*** Opening of Text under study ***
Stories in Need of a Savior

Updates | Stories | Lives Changed

I walked with Dennis Noble through the Five Points neighborhood of Denver. He and his wife, Shelley, started ministering in the area shortly after he graduated from Denver Seminary in 1972. As their first ministry to the community, the Nobles started a Christian, summer day camp. That same summer, Dennis was appointed as a missionary with Missions Door. After three summers of day camps and three years of raising support, Dennis and Shelley started the Church of the Risen Lord. Today their ministry is simply and exhaustively living life with a variety of inner city people in and around the Five Points area: sharing meals, homes, time, and the love of Christ with their neighbors. The Nobles’ heart is to give urban, problem-plagued, and dearly loved people a chance to know Christ through the church.
*** Close of Text under study ***
**To do:** Reproduce the passage about the Nobles' ministry, starting at "Stories in Need" and ending at "through the church.", and switch "summers" to "seasons".
*** Opening of Stored data ***
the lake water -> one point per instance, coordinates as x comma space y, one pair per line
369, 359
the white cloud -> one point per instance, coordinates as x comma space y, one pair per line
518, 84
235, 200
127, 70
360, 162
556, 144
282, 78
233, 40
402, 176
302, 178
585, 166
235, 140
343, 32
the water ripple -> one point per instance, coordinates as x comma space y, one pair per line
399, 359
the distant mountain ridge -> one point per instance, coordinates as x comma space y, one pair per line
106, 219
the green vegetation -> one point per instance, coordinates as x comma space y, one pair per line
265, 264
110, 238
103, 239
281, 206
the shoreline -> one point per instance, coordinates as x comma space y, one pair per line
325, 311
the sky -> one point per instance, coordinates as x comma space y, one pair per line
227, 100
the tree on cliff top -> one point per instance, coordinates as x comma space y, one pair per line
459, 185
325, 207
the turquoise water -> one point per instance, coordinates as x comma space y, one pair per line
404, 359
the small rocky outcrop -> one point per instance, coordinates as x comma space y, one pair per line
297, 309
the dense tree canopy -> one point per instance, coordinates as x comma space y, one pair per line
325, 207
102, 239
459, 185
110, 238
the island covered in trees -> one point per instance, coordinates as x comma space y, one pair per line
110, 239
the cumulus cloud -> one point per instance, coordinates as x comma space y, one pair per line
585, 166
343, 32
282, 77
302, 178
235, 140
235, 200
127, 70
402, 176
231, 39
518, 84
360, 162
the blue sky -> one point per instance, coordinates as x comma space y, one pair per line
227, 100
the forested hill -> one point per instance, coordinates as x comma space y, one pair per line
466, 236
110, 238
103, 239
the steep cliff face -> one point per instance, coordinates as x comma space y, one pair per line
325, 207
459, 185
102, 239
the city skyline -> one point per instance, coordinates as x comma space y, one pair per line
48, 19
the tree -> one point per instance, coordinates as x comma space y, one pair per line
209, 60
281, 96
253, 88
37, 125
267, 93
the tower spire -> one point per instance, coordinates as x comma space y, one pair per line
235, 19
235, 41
*** Close of Stored data ***
**Response below:**
Stories in Need of a Savior

Updates | Stories | Lives Changed

I walked with Dennis Noble through the Five Points neighborhood of Denver. He and his wife, Shelley, started ministering in the area shortly after he graduated from Denver Seminary in 1972. As their first ministry to the community, the Nobles started a Christian, summer day camp. That same summer, Dennis was appointed as a missionary with Missions Door. After three seasons of day camps and three years of raising support, Dennis and Shelley started the Church of the Risen Lord. Today their ministry is simply and exhaustively living life with a variety of inner city people in and around the Five Points area: sharing meals, homes, time, and the love of Christ with their neighbors. The Nobles’ heart is to give urban, problem-plagued, and dearly loved people a chance to know Christ through the church.